Dawn Nolt Lab


Mycobacterium tuberculosis (Mtb), the bacterium responsible for tuberculosis (TB), infects 1/3 of the world's population and is a major cause of morbidity and mortality. The CD8+ T cell response is recognized as important in the coordinated immune response against Mtb.

Once phagocytosed by antigen-presenting cells (APCs), Mtb resides in a modified phagosome, a compartment normally associated with MHC II.  There is increasing evidence that suggests the exciting possibility that the phagosome may participate in MHC I-mediated “cross-presentation” of Mtb antigens to CD8+ T cells. Our goal is to investigate the role of phagosomes in cross-presentation during Mtb infection.

Source records:
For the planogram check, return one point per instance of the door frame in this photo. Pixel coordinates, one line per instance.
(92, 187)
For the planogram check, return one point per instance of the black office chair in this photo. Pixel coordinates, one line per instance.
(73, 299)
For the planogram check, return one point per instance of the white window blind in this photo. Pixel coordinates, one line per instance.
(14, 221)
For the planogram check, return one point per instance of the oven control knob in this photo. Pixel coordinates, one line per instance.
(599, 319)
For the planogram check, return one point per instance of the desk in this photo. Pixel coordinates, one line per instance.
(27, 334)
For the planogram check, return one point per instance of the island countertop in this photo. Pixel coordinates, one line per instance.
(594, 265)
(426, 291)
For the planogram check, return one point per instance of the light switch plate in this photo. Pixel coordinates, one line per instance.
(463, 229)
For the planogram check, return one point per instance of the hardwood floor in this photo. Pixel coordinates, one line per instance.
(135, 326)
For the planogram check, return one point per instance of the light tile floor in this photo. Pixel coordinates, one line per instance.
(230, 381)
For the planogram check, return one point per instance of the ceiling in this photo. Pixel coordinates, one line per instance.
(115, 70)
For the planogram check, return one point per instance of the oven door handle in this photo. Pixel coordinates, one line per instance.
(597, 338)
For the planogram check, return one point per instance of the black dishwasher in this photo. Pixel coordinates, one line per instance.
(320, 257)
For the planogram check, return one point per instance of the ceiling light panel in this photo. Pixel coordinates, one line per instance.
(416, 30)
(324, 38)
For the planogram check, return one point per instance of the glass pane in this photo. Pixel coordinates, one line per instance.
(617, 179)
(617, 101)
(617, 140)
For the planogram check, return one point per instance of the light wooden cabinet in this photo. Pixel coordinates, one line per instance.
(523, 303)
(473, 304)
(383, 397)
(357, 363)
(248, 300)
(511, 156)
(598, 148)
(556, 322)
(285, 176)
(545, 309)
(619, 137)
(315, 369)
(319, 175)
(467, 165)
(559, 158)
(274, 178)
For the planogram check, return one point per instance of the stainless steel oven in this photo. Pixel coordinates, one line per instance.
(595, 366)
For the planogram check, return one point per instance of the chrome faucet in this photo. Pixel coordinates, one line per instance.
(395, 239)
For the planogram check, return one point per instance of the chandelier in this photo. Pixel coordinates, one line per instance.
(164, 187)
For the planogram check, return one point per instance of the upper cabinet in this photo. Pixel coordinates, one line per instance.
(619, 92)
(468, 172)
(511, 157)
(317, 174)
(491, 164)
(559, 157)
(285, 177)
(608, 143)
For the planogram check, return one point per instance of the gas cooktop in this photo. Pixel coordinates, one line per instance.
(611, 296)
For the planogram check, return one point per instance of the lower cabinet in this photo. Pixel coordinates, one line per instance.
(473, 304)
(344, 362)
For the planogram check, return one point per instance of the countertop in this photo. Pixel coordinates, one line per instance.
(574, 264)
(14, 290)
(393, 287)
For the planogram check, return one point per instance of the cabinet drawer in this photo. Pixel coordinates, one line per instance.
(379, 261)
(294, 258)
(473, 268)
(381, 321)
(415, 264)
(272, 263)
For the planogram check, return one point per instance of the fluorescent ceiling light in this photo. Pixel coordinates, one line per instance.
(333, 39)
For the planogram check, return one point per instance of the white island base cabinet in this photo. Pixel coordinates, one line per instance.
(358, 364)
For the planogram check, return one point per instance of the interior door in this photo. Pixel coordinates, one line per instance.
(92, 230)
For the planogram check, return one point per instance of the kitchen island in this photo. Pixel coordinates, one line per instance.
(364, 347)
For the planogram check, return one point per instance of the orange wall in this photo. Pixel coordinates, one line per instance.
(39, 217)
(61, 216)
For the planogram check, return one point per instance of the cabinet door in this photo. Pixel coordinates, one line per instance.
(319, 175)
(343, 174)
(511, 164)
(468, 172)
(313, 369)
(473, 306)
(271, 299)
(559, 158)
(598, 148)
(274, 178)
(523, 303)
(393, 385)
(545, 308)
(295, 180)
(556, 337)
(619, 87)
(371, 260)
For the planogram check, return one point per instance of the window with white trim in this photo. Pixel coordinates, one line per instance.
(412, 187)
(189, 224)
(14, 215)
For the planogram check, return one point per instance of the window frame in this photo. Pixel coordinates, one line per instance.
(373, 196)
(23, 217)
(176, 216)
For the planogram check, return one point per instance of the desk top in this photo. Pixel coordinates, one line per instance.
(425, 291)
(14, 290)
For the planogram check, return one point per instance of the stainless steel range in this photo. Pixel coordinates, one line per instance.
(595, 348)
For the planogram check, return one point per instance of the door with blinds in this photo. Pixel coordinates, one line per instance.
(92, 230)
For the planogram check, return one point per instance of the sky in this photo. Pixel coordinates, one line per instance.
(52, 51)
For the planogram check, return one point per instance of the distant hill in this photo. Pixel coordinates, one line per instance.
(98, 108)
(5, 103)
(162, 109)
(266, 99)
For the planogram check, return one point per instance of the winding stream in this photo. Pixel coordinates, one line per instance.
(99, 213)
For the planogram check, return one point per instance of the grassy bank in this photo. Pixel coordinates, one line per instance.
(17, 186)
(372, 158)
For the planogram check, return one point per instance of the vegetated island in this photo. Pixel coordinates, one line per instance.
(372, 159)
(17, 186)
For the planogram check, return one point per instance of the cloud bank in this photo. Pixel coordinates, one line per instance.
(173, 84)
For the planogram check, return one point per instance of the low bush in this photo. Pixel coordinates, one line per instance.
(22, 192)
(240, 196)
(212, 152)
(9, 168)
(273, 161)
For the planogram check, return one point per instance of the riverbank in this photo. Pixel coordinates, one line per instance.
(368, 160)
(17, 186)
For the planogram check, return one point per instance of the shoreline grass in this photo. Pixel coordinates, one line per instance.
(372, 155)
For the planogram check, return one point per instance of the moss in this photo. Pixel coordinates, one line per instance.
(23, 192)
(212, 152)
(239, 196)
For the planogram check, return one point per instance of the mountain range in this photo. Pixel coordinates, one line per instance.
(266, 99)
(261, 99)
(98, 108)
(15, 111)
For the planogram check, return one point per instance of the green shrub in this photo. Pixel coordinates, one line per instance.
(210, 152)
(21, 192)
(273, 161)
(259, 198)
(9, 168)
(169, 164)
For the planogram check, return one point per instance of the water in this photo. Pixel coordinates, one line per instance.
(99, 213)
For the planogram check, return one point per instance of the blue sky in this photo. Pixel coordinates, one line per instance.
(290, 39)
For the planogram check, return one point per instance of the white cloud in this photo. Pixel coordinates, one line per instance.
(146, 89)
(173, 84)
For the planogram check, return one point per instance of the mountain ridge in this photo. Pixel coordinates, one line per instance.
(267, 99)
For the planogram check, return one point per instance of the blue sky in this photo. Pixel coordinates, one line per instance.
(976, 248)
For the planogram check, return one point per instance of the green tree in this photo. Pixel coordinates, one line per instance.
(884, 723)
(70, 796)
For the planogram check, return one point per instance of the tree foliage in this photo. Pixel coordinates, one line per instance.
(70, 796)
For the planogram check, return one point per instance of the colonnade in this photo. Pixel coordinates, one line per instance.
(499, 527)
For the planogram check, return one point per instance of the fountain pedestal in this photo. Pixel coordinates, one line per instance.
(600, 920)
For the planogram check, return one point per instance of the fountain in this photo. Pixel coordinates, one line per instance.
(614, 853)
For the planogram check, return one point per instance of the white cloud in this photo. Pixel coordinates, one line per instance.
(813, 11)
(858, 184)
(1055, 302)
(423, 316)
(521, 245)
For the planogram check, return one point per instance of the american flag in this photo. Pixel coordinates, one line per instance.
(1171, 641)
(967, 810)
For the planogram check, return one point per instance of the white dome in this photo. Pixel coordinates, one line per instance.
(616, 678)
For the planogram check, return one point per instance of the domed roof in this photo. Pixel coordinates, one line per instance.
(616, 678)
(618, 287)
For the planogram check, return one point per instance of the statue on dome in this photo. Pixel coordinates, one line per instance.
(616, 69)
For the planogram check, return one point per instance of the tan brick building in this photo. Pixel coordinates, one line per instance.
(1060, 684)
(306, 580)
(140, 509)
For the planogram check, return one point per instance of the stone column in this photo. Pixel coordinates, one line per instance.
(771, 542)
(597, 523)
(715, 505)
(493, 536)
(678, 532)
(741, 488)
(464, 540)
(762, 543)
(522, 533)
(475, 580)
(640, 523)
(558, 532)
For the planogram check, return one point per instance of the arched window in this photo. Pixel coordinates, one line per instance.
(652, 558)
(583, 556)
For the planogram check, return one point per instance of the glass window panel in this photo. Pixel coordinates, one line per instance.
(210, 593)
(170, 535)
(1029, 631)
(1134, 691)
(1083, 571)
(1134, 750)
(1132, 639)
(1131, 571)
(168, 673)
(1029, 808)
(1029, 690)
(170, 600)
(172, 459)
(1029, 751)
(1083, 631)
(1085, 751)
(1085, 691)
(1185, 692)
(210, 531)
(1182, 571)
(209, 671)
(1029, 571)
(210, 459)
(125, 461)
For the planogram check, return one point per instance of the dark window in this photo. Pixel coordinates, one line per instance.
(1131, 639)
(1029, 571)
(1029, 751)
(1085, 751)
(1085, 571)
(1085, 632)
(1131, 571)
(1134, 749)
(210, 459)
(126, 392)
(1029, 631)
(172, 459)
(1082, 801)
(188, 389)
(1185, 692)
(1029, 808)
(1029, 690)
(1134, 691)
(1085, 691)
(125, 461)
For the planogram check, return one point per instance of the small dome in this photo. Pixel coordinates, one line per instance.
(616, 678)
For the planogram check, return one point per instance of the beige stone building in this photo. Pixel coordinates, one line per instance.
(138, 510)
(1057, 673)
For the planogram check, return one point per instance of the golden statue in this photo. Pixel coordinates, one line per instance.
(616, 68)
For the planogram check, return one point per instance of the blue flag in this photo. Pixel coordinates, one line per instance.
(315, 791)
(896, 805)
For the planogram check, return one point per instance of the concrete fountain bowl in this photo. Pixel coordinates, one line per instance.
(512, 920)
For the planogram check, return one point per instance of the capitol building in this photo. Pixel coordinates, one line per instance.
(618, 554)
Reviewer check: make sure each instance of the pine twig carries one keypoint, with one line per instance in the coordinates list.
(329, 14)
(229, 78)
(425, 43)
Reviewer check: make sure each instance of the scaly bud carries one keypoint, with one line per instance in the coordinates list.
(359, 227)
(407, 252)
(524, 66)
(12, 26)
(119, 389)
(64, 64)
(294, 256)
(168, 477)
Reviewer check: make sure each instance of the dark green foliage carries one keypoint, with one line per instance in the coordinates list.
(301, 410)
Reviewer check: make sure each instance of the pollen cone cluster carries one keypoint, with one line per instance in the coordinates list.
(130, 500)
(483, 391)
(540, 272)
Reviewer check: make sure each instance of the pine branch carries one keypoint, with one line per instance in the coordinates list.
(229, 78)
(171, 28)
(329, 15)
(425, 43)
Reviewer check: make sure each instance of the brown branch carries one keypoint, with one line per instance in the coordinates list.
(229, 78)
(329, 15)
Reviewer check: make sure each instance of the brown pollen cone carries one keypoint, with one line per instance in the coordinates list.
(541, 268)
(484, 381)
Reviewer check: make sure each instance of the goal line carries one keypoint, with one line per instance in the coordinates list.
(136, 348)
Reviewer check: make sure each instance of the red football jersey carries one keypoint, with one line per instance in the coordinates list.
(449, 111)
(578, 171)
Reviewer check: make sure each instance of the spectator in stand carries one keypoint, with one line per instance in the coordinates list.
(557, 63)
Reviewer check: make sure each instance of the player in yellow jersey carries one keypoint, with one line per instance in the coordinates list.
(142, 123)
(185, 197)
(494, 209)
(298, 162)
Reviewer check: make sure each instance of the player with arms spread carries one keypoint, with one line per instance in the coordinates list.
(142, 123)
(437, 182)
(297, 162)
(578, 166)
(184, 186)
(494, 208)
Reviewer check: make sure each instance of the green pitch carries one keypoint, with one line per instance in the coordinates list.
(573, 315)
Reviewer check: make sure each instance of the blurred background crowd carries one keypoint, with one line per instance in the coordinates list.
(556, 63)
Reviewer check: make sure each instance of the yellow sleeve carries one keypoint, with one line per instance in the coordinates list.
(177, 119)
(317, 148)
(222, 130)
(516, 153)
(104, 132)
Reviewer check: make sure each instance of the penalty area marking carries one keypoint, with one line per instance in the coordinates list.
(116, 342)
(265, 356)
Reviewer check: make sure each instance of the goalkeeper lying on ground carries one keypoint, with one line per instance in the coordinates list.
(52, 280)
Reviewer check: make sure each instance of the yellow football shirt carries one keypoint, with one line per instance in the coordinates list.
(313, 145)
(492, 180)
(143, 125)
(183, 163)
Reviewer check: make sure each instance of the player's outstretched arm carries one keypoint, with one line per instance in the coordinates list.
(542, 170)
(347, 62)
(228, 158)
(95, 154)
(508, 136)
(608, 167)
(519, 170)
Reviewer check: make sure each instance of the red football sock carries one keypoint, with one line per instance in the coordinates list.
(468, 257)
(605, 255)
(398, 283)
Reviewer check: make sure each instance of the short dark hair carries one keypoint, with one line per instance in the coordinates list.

◆ PROBLEM DESCRIPTION
List every abbreviation that the lab description introduces in parentheses after a spelled-out term, and give the term it stands for.

◆ PROBLEM SOLUTION
- Mtb: Mycobacterium tuberculosis
- TB: tuberculosis
- APCs: antigen-presenting cells